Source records

* * * * * * *

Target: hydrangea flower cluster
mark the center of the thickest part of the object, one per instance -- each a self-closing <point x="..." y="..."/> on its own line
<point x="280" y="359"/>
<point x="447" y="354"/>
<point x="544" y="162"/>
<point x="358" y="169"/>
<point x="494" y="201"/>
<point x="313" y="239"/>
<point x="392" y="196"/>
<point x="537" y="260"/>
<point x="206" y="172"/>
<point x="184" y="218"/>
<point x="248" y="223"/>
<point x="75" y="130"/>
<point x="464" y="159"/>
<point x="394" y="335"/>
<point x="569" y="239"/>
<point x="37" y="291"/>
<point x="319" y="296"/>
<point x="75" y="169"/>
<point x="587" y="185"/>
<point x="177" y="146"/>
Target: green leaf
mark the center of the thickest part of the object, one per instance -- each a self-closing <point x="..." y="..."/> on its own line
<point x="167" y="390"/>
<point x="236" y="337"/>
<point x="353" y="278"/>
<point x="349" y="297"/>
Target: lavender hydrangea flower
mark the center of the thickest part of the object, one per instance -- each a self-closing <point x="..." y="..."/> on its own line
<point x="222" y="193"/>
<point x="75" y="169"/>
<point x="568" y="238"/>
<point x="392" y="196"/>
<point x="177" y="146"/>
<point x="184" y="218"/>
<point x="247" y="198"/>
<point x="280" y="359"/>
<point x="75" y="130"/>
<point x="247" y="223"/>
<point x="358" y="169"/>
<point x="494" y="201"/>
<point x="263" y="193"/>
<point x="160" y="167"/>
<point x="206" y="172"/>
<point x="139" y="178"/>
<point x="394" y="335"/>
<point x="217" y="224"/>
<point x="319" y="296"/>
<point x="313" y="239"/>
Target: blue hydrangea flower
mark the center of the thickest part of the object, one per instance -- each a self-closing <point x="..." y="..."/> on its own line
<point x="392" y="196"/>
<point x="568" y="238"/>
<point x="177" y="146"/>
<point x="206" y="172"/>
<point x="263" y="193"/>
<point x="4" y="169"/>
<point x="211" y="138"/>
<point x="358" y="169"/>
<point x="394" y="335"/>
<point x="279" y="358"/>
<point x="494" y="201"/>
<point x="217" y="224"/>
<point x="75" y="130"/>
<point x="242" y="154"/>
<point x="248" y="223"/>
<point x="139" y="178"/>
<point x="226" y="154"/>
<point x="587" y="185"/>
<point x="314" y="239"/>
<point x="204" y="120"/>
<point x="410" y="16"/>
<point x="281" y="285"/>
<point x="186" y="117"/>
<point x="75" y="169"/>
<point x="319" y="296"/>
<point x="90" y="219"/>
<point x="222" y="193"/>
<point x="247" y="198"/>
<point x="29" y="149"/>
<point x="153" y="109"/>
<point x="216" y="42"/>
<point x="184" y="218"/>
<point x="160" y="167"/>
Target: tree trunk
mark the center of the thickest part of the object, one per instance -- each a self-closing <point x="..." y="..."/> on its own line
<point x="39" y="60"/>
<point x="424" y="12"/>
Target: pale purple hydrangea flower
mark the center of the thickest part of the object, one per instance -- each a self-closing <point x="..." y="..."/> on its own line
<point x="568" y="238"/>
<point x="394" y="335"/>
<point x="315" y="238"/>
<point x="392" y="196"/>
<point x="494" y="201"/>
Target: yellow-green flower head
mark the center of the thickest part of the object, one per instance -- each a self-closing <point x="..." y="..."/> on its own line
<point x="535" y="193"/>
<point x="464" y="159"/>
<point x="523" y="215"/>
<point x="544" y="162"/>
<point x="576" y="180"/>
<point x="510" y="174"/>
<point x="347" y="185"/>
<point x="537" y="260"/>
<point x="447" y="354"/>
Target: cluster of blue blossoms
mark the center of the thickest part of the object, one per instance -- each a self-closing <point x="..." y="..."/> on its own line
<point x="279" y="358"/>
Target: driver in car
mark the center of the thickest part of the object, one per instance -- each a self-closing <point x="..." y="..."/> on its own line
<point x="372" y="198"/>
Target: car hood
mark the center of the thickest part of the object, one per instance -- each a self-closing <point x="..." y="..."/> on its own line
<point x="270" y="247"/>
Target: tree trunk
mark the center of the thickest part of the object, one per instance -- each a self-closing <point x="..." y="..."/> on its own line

* * * * * * *

■ **Task goal**: Each entry is to be returned in full, character for character.

■ **The solution**:
Target: hydrangea flower cluster
mark the center of the thickest part of the object, one per instance -- each a self-closing <point x="..." y="..."/> on its own line
<point x="280" y="359"/>
<point x="447" y="354"/>
<point x="544" y="162"/>
<point x="358" y="169"/>
<point x="494" y="201"/>
<point x="313" y="239"/>
<point x="392" y="196"/>
<point x="537" y="260"/>
<point x="206" y="172"/>
<point x="184" y="218"/>
<point x="248" y="223"/>
<point x="75" y="130"/>
<point x="464" y="159"/>
<point x="394" y="335"/>
<point x="569" y="239"/>
<point x="37" y="291"/>
<point x="319" y="296"/>
<point x="75" y="169"/>
<point x="587" y="185"/>
<point x="177" y="146"/>
Target: green leaf
mark the center of the thickest part of the object, one per instance -- each a self-closing <point x="..." y="..."/> on its own line
<point x="167" y="390"/>
<point x="236" y="337"/>
<point x="353" y="278"/>
<point x="349" y="297"/>
Target: lavender hydrangea flower
mark the center of the thickest part of the object, one per instance -- each a self-closing <point x="..." y="..."/> on its own line
<point x="222" y="193"/>
<point x="75" y="169"/>
<point x="568" y="238"/>
<point x="392" y="196"/>
<point x="177" y="146"/>
<point x="184" y="218"/>
<point x="247" y="198"/>
<point x="280" y="359"/>
<point x="75" y="130"/>
<point x="247" y="223"/>
<point x="358" y="169"/>
<point x="494" y="201"/>
<point x="263" y="193"/>
<point x="160" y="167"/>
<point x="206" y="172"/>
<point x="139" y="178"/>
<point x="394" y="335"/>
<point x="217" y="224"/>
<point x="319" y="296"/>
<point x="313" y="239"/>
Target: blue hydrangea flower
mark the center of the thickest part of the object, one per instance -- each a self-closing <point x="..." y="..."/> on its own line
<point x="392" y="196"/>
<point x="568" y="238"/>
<point x="177" y="146"/>
<point x="206" y="172"/>
<point x="263" y="193"/>
<point x="4" y="169"/>
<point x="211" y="138"/>
<point x="358" y="169"/>
<point x="394" y="335"/>
<point x="279" y="358"/>
<point x="494" y="201"/>
<point x="217" y="224"/>
<point x="75" y="130"/>
<point x="242" y="154"/>
<point x="248" y="223"/>
<point x="139" y="178"/>
<point x="226" y="154"/>
<point x="587" y="185"/>
<point x="314" y="239"/>
<point x="204" y="120"/>
<point x="410" y="16"/>
<point x="281" y="285"/>
<point x="186" y="117"/>
<point x="75" y="169"/>
<point x="319" y="296"/>
<point x="90" y="219"/>
<point x="222" y="193"/>
<point x="247" y="198"/>
<point x="29" y="149"/>
<point x="153" y="109"/>
<point x="216" y="42"/>
<point x="184" y="218"/>
<point x="160" y="167"/>
Target: tree trunk
mark the center of the thickest part of the object, one per instance -- each a self-closing <point x="..." y="..."/> on its own line
<point x="39" y="60"/>
<point x="424" y="12"/>
Target: pale purple hydrangea flower
mark the center of the thickest part of the object, one per instance -- each a self-closing <point x="..." y="..."/> on its own line
<point x="568" y="238"/>
<point x="394" y="335"/>
<point x="315" y="238"/>
<point x="392" y="196"/>
<point x="494" y="201"/>
Target: yellow-green flower head
mark the center of the thickest part of the object, one per instance -- each a self-closing <point x="..." y="..."/> on its own line
<point x="535" y="193"/>
<point x="464" y="159"/>
<point x="523" y="215"/>
<point x="544" y="162"/>
<point x="576" y="180"/>
<point x="510" y="174"/>
<point x="347" y="185"/>
<point x="537" y="260"/>
<point x="447" y="354"/>
Target: cluster of blue blossoms
mark the center of the thickest part of the object, one per instance -- each a self-closing <point x="..." y="..."/> on its own line
<point x="279" y="358"/>
Target: driver in car
mark the center of the thickest part of the object, one per instance -- each a self-closing <point x="..." y="..."/> on its own line
<point x="372" y="198"/>
Target: car hood
mark the center of the thickest part of the object, one per instance -- each a self-closing <point x="..." y="..."/> on its own line
<point x="270" y="247"/>
Target: tree trunk
mark the center of the thickest part of the object, one per instance -- each a self-closing <point x="..." y="..."/> on its own line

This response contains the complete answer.